YOUR GOAL
Pick out every line of the material that contains the string "goalkeeper" and copy each of those lines in full. Matches must have the same case.

Pointing records
- - - - - - -
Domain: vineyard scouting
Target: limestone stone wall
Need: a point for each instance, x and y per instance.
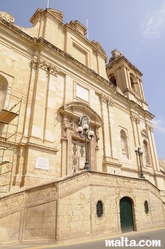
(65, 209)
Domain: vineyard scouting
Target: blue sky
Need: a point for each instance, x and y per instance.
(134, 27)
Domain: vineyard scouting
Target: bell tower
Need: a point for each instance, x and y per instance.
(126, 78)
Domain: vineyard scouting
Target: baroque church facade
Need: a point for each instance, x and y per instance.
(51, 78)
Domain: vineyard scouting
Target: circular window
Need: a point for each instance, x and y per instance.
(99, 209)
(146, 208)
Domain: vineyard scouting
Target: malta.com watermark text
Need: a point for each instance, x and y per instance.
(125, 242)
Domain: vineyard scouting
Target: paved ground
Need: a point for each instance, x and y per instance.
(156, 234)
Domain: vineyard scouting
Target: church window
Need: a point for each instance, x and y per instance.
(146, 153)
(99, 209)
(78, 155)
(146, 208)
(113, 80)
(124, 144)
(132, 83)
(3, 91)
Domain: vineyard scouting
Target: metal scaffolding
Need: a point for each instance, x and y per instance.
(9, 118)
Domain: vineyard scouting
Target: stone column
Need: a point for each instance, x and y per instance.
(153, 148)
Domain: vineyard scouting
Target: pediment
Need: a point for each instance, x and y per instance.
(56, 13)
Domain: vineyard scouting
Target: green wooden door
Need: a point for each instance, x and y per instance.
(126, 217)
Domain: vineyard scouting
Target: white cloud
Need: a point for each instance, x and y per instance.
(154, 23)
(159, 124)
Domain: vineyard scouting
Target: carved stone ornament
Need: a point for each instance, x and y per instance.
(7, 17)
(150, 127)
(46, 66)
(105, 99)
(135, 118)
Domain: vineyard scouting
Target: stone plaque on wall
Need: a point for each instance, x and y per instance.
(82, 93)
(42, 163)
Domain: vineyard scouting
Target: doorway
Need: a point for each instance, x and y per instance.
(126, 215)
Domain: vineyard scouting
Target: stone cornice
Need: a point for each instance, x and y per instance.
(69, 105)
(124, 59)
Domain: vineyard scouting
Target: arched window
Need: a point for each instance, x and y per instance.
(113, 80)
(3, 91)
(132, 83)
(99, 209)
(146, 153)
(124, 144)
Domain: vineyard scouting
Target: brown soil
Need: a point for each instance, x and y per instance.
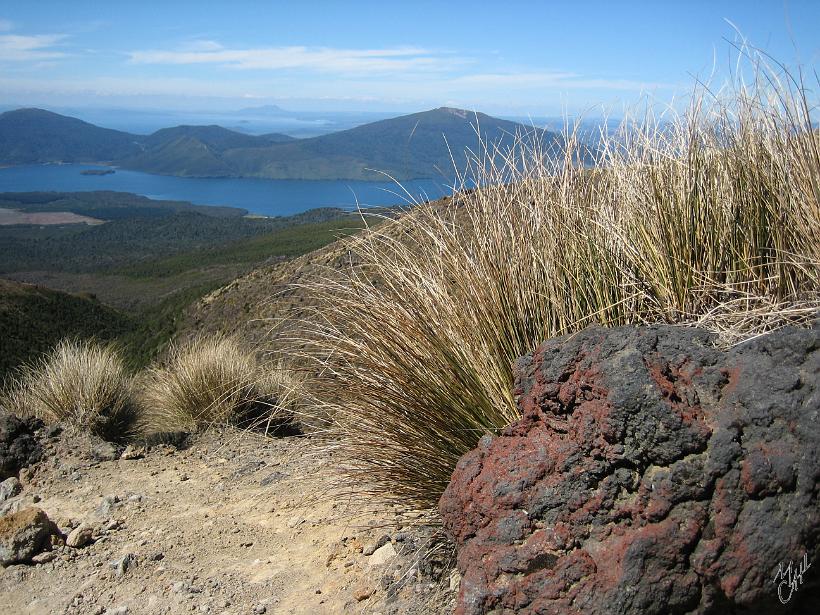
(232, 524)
- - - - - - -
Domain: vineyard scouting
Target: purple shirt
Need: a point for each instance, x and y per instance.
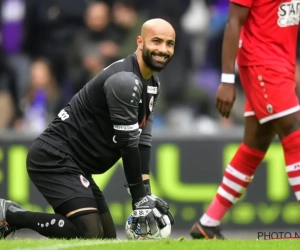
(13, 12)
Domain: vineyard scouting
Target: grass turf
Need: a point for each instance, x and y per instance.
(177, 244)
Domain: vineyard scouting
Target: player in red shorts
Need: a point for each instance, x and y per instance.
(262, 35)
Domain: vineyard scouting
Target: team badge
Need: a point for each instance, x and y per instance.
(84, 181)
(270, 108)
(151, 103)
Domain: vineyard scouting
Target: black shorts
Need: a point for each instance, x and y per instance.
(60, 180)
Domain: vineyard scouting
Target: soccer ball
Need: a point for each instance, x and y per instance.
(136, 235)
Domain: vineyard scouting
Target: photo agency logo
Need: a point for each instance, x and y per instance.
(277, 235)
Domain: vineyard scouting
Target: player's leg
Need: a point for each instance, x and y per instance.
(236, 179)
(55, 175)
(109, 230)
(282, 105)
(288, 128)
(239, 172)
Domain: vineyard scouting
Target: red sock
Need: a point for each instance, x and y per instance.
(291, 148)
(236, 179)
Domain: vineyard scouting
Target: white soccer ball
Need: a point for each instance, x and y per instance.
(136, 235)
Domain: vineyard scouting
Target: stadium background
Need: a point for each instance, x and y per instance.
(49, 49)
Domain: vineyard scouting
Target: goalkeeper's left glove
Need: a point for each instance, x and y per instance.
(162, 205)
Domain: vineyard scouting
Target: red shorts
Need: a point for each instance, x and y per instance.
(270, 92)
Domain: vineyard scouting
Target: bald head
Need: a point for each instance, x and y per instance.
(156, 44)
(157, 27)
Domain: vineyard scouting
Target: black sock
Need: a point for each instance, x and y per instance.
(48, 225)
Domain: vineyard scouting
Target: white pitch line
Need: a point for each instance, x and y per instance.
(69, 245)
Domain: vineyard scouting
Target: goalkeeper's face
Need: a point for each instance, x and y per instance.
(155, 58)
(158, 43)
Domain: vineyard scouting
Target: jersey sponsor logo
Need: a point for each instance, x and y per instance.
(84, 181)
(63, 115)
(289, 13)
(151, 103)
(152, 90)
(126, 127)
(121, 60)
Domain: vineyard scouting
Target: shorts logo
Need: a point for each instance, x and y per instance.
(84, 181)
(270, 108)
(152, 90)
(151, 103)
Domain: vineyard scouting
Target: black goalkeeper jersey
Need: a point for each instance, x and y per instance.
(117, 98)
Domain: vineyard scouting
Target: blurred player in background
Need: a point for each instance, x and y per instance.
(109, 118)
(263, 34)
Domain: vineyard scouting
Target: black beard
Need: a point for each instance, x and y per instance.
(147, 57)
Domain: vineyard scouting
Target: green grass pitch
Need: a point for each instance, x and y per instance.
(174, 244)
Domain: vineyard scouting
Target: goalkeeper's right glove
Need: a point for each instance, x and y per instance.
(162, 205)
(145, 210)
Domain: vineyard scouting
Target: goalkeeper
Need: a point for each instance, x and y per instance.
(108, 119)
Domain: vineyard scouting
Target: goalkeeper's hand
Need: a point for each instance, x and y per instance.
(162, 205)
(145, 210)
- - - - - - -
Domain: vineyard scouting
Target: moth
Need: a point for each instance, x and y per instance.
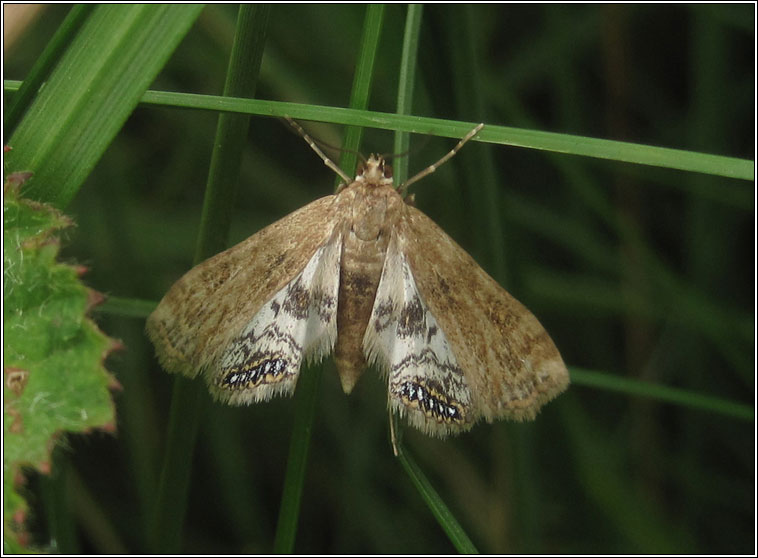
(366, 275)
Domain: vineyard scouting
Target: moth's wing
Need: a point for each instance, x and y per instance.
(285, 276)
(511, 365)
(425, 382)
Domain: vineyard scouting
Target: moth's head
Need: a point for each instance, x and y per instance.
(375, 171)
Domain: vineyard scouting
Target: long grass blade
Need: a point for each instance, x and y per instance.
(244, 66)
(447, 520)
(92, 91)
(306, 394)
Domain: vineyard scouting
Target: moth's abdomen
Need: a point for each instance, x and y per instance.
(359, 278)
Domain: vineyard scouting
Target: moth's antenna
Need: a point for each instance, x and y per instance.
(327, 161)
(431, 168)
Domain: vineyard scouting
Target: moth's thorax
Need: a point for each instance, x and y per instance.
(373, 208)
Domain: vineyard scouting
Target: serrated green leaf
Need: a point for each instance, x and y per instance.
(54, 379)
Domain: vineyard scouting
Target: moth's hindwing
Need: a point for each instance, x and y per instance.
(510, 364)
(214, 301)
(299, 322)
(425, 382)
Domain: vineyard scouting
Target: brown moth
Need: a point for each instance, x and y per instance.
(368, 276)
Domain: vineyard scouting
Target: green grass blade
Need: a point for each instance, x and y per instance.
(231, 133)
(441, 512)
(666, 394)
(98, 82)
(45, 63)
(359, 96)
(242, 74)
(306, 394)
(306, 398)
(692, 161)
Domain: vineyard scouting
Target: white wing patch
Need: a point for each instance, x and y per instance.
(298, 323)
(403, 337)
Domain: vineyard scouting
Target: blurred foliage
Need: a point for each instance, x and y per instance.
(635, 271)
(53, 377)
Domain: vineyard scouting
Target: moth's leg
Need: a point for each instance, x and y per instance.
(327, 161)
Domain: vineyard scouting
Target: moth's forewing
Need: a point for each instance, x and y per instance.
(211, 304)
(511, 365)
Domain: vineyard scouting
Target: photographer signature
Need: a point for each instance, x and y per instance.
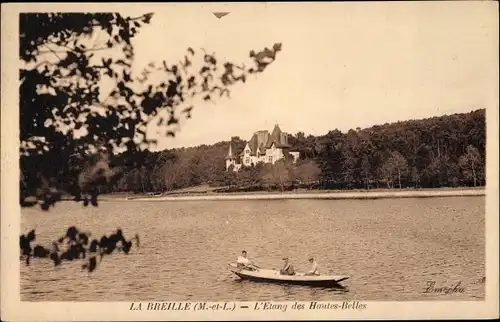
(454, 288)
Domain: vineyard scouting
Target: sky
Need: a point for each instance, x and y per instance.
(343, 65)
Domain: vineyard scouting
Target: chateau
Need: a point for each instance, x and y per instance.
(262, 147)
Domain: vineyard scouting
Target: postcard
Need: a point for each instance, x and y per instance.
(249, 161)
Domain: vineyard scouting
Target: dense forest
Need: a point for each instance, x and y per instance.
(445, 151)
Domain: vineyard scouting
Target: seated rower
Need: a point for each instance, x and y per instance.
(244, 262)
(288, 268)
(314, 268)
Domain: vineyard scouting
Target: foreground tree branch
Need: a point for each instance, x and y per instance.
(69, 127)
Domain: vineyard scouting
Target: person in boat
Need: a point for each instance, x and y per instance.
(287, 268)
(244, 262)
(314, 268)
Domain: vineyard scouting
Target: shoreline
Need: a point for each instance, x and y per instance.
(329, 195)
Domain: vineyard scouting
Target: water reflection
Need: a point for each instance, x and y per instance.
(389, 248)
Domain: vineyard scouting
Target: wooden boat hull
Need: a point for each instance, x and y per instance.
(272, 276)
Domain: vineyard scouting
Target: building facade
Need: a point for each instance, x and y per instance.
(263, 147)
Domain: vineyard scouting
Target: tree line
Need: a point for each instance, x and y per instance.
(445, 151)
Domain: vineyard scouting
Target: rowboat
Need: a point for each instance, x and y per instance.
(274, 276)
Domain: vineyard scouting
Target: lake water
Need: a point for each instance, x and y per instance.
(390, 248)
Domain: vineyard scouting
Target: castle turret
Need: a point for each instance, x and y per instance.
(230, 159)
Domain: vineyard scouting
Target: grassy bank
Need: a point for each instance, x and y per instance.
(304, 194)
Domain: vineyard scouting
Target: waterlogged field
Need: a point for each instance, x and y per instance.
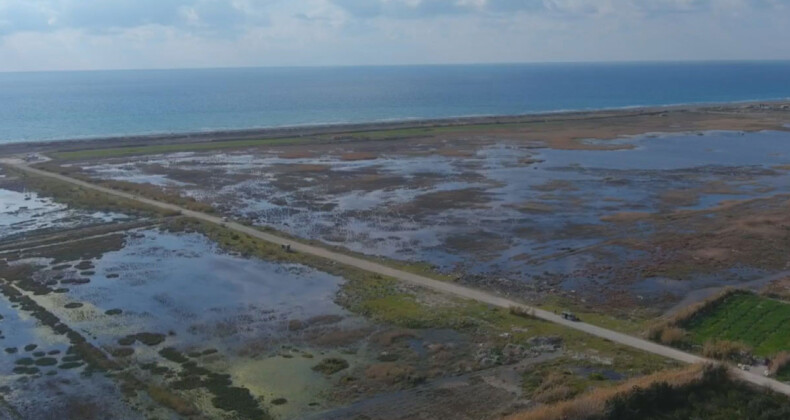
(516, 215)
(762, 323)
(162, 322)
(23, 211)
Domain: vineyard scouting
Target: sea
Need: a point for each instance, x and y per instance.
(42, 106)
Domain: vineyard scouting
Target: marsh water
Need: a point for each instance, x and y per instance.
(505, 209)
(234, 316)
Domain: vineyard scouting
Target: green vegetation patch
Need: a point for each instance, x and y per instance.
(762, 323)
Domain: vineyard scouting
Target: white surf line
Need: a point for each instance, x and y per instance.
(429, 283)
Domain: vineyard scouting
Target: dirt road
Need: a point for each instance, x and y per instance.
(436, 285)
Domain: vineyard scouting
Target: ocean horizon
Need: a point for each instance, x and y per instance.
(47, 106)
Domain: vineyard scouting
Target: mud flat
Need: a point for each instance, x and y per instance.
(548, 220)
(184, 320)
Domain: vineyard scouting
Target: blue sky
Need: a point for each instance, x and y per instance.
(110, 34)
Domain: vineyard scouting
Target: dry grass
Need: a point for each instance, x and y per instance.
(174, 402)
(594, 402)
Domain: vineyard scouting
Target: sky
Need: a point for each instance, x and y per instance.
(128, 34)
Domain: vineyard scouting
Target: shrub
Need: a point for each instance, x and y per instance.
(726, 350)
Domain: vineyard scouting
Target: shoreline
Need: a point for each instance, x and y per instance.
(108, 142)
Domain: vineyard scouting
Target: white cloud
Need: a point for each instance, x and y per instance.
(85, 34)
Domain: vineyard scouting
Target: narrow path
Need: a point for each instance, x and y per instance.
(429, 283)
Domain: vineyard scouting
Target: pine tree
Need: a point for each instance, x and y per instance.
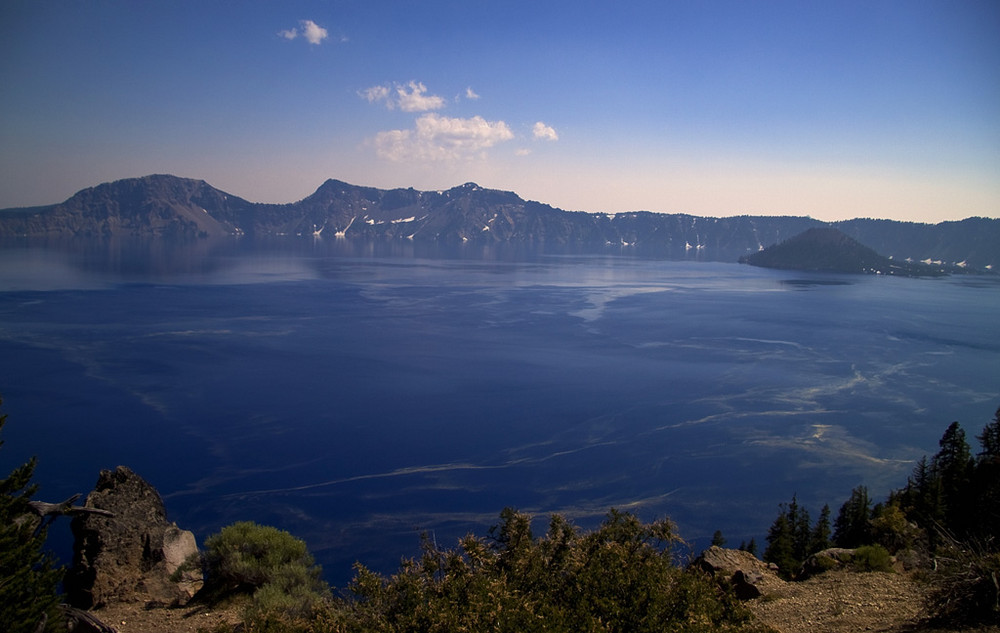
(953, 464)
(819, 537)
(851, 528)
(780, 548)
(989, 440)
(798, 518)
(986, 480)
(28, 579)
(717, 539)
- - - - - - -
WORKED ANSWER
Target: goalkeeper's left glove
Target: goalkeeper's face
Target: black goalkeeper jersey
Target: goalkeeper's right glove
Target: goalkeeper
Target: goalkeeper's hand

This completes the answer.